Rush hour for the Kings Heath medics in Afghanistan
Jun 4 2009 by Paul Bradley, Birmingham Post
As hundreds of British soldiers were embroiled in fierce fighting at Taliban strongholds in southern Afghanistan, reporter Paul Bradley joined Kings Heath 202 Field Hospital as they prepared for the inevitable casualties.
Two ambulances pull up at the front doors of the hospital, the doors are flung open and a team of Birmingham medics spring into action.
One of the wounded British soldiers has been shot but is still conscious, the other has been electrocuted and can barely walk, the pain obvious on his sunburnt face.
A wheelchair and a trolley are brought out to transport the injured men from the windswept desert into the sterile Emergency Department of Camp Bastion’s hospital.
Watching over proceedings is 62-year-old Lt Colonel Duncan Phimister, who is responsible for the medical unit.
In front of him, two teams of medics quickly evaluate the situation and the two soldiers are taken into separate trauma units.
The electrocuted patient is given an X-ray and within seconds the team is tending to his arm, believed to be dislocated. The wounded soldier is sitting up in bed just a few metres away and the doctors are telling him just how lucky he was.
During a battle a Taliban fighter shot him in the shoulder. Miraculously, the bullet passed through his limb, missing all bones, major arteries and tendons, before exiting.
A third soldier, who was being brought back by helicopter from front-line fighting, has died.
Major Moira Kane, nurse in charge of the Emergency Department, said: “There is a huge rush of adrenalin when we know that a serious injury is coming in.
“Everybody gets ready and I have to make sure there are sufficient stocks in each trauma bay as well as working closely with the consultant. It really is incredible in this hospital that we can get somebody off the helicopter, through our doors into the Emergency Department and then into theatre in less than 14 minutes. That’s something you simply never see at home.”
Trauma injuries at the hospital are so frequent and severe that it is said that a week working in the camp’s field hospital is the equivalent of one year’s experience in the NHS.
But there are huge peaks and troughs in the system, especially for the Emergency Department, who are the first port of call once the flying doctors reach them with the casualty. For hours on end, clinicians sit around waiting for something to happen. But then everything could happen at once, as injured soldiers pour in from firefights across Helmand Province.
Lt Col Gary Ward, an emergency medicine consultant from Bromsgrove, said: “It’s a different rhythm of life here. We sleep when we can and work when we are needed.

TASK REQUIREMENTS:
Rewrite the paragraph of the Kings Heath medics article that begins "But there are huge peaks and troughs" as a short bulleted list that keeps its main facts.

DATA:

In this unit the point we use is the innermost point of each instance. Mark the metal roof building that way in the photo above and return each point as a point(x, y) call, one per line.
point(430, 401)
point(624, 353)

THE ANSWER:
- The system has big peaks and troughs, especially for the Emergency Department.
- That department is the first port of call once the flying doctors arrive with a casualty.
- Clinicians can wait for hours with nothing happening.
- Then everything can happen at once, as injured soldiers pour in from firefights across Helmand Province.